- Passage shown -
__________________________________________________

Sorry I should have been more clear, in my experience of dealing with others (not personal) who have been taking cannabis products for pain, insomnia etc, I am not aware of any of them experiencing withdrawal symptoms.
I donate hardware every year to parent who take care of kids where only cannabis will help with pain and seizure etc.
I also got sober when I was 20ish and experienced severe withdrawal pains and if it wasn’t for bonnie the lady who dragged me out of drug abuse and donated a few lbs of water hash and mids to help me I’d probably still be in that painz
What varieties specifically? My wife has ankylosing spondylitis, fibromyalgia, and rheumatoid arthritis. It leaves her in debilitating pain. She and I hate the narcotics that the doctors have prescribed her.
You have to edge your dose about half a dozen times before you become functional. If you eat thc and get baked and never go to that limit again it pulls back your tollerance. She has to drive the feels over the edge several times repeatedly and then that useless feeling goes away.
No just in a half hour to a hour nibble on the dose treat and spread out the intake. This way the body will digest it in steps. But the feels be the same.
I think the more surprising is that they are using a model (3-class LTA) which extrapolates the data without taking into account any of the other items occurring in the patients lives. I’m not paying for this beyond the paywall… but I imagine it doesn’t include any of the other information that similar studies showing the opposite coming out of Europe and Israel are showing.
Those studies are looking at the entire patient and looking at way more patients as well. If a person was already in PAIN (as these patients are listed as having…) and they also don’t have any cannabis (or presumably any other pain relief) then sleeplessness and changes in mood would be expected. Hell - that’s what the cognitive behavior therapy this article recommends would beat out of them. It would teach them to keep going even when sleepy, in pain, having a hurt stomach. That somehow - those things were “okay”.

__________________________________________________

- What is being asked -
Please list the three conditions the wife described in the cannabis discussion has.

[Referring-expression pointing data]

__________________________________________________

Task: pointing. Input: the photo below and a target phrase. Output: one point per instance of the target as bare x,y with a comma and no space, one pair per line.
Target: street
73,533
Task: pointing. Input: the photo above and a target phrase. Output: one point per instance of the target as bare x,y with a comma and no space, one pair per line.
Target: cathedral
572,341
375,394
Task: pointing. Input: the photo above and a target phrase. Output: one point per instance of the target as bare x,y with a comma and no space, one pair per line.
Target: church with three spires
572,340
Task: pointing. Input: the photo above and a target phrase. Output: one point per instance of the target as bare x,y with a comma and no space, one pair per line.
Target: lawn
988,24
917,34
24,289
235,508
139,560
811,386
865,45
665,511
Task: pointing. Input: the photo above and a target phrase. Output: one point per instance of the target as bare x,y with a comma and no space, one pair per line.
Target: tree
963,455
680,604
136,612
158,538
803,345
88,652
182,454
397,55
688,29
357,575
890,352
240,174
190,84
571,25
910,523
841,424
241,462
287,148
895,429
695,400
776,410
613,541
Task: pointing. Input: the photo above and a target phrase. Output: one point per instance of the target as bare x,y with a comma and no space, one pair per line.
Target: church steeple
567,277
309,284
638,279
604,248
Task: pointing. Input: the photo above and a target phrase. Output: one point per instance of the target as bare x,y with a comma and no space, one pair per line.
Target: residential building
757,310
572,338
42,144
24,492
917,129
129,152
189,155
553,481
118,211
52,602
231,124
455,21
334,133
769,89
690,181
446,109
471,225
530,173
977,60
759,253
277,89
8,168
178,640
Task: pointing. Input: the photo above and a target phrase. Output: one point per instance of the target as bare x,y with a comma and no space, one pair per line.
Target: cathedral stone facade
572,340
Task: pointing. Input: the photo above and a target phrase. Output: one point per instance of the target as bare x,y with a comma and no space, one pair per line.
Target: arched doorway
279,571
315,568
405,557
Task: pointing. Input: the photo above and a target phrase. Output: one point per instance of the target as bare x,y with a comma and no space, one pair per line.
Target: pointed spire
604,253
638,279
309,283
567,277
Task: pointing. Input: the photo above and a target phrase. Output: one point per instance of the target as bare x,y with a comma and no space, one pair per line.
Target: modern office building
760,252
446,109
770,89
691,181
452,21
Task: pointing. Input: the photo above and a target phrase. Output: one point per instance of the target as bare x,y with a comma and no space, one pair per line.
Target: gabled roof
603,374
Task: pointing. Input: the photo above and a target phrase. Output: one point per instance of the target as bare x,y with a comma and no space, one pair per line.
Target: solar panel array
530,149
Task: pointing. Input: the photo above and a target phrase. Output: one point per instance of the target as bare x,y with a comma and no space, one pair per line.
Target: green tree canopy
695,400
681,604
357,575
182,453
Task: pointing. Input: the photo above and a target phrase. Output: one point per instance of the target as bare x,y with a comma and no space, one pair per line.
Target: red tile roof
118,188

__________________________________________________

- Task response -
Ankylosing spondylitis, fibromyalgia, and rheumatoid arthritis.